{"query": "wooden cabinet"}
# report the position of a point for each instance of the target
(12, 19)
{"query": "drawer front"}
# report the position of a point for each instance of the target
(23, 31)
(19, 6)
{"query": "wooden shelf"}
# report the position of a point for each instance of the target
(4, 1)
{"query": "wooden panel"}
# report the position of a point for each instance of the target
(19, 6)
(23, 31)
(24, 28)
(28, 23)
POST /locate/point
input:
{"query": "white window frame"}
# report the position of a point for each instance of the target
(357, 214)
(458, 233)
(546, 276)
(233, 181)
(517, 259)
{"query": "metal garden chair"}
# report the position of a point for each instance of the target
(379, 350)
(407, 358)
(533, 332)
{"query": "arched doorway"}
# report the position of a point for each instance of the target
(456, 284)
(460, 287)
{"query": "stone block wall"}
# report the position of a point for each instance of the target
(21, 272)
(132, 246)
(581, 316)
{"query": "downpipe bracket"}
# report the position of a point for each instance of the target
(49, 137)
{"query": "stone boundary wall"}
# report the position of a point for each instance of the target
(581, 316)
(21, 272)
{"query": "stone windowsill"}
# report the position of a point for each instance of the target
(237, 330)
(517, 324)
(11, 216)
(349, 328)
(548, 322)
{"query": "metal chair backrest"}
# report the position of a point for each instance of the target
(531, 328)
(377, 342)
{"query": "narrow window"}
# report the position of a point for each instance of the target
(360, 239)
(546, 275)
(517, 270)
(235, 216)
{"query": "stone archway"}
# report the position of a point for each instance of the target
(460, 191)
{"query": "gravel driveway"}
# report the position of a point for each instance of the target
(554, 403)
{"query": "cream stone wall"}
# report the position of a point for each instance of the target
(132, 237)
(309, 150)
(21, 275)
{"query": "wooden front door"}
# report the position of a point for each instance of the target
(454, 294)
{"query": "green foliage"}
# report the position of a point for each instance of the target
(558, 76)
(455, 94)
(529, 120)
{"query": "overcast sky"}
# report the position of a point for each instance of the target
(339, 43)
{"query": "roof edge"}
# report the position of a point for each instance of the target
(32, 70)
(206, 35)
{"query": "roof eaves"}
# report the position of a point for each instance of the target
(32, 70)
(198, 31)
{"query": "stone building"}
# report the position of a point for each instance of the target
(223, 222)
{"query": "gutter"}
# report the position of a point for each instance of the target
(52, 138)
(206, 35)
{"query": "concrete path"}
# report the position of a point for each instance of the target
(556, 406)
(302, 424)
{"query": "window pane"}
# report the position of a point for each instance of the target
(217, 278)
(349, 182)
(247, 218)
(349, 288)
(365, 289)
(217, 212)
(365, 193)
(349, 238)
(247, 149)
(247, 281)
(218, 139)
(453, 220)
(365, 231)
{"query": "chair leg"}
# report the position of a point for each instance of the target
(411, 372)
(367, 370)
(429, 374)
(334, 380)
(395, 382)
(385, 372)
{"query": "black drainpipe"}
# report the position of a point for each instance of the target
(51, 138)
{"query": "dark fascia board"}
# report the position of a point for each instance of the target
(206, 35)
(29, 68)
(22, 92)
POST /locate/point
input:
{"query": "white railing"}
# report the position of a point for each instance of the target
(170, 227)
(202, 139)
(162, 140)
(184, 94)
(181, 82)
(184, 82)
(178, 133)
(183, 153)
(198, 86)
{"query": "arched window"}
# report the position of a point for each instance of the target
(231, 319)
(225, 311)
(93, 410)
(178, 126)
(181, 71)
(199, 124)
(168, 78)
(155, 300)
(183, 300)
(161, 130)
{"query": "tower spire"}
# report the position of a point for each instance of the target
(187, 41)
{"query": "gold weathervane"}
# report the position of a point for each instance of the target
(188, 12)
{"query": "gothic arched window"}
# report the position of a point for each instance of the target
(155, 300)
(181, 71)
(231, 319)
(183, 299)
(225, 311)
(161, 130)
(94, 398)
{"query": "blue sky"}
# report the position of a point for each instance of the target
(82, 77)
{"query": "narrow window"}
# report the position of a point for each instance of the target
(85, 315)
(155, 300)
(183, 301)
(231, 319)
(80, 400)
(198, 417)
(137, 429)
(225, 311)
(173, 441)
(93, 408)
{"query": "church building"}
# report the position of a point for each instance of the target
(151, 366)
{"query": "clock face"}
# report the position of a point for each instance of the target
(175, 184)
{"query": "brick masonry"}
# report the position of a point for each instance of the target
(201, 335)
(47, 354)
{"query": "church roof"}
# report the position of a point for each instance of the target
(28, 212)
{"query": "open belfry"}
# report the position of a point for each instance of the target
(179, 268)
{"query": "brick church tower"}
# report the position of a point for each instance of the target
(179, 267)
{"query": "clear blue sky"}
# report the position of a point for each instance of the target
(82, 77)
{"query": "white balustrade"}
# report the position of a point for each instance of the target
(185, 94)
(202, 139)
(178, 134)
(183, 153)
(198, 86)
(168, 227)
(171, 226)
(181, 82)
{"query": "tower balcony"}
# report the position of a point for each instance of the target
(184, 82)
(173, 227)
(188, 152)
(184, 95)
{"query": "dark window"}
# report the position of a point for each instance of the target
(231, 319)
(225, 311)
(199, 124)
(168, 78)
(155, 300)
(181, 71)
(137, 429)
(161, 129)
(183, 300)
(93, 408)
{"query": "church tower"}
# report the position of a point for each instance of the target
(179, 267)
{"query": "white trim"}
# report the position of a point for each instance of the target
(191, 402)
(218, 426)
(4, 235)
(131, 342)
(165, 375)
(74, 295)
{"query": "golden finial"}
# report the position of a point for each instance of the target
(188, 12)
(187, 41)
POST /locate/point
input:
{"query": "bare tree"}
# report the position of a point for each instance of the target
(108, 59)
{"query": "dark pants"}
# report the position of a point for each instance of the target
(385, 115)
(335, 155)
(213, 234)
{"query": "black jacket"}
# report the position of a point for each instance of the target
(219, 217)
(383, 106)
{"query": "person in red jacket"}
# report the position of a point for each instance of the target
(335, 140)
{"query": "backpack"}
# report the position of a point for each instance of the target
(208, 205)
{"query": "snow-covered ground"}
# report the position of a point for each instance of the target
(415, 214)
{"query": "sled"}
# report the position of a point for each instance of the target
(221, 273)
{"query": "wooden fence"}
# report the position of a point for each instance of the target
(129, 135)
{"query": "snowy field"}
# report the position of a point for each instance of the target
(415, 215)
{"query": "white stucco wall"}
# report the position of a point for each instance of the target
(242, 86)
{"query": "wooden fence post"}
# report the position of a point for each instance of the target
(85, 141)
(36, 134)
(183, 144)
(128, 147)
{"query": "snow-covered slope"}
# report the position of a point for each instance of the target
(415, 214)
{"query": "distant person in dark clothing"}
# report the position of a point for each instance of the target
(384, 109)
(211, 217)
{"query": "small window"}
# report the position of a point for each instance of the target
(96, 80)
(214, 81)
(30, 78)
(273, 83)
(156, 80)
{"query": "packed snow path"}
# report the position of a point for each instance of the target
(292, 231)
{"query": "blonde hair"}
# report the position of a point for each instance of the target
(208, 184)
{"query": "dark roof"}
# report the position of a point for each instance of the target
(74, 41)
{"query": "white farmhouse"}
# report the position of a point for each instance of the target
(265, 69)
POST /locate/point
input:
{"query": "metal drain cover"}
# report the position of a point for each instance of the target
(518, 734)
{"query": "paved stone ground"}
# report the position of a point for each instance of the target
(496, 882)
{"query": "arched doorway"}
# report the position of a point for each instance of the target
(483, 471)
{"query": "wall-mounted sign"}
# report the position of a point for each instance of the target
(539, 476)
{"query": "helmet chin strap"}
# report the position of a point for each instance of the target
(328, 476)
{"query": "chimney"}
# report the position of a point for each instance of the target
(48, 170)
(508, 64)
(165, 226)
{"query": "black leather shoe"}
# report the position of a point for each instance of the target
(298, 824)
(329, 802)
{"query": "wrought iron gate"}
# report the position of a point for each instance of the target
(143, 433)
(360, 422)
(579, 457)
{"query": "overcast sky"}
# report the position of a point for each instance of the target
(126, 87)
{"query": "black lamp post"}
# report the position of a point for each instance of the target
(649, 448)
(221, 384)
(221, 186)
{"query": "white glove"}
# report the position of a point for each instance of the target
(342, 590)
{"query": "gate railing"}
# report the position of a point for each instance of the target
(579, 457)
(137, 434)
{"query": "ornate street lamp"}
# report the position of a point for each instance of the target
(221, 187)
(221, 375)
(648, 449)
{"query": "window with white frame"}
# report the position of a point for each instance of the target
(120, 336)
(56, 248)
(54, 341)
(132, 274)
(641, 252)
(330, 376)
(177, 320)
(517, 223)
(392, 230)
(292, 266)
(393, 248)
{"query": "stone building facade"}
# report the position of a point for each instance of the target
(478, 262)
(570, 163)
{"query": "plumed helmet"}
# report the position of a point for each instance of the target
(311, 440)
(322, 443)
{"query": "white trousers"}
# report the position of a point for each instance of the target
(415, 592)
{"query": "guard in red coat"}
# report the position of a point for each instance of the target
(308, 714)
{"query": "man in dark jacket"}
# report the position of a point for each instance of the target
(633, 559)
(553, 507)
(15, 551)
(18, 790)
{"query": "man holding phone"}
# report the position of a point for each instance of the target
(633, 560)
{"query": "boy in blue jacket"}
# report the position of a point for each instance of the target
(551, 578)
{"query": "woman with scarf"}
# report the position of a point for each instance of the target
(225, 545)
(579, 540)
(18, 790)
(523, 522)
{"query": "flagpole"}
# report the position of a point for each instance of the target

# # # # # # #

EXERCISE OBJECTIVE - Pick out every line in the entries above that contains the word "building", and copy each one unchanged.

OUTPUT BELOW -
{"query": "stone building"}
{"query": "church building"}
{"query": "stone building facade"}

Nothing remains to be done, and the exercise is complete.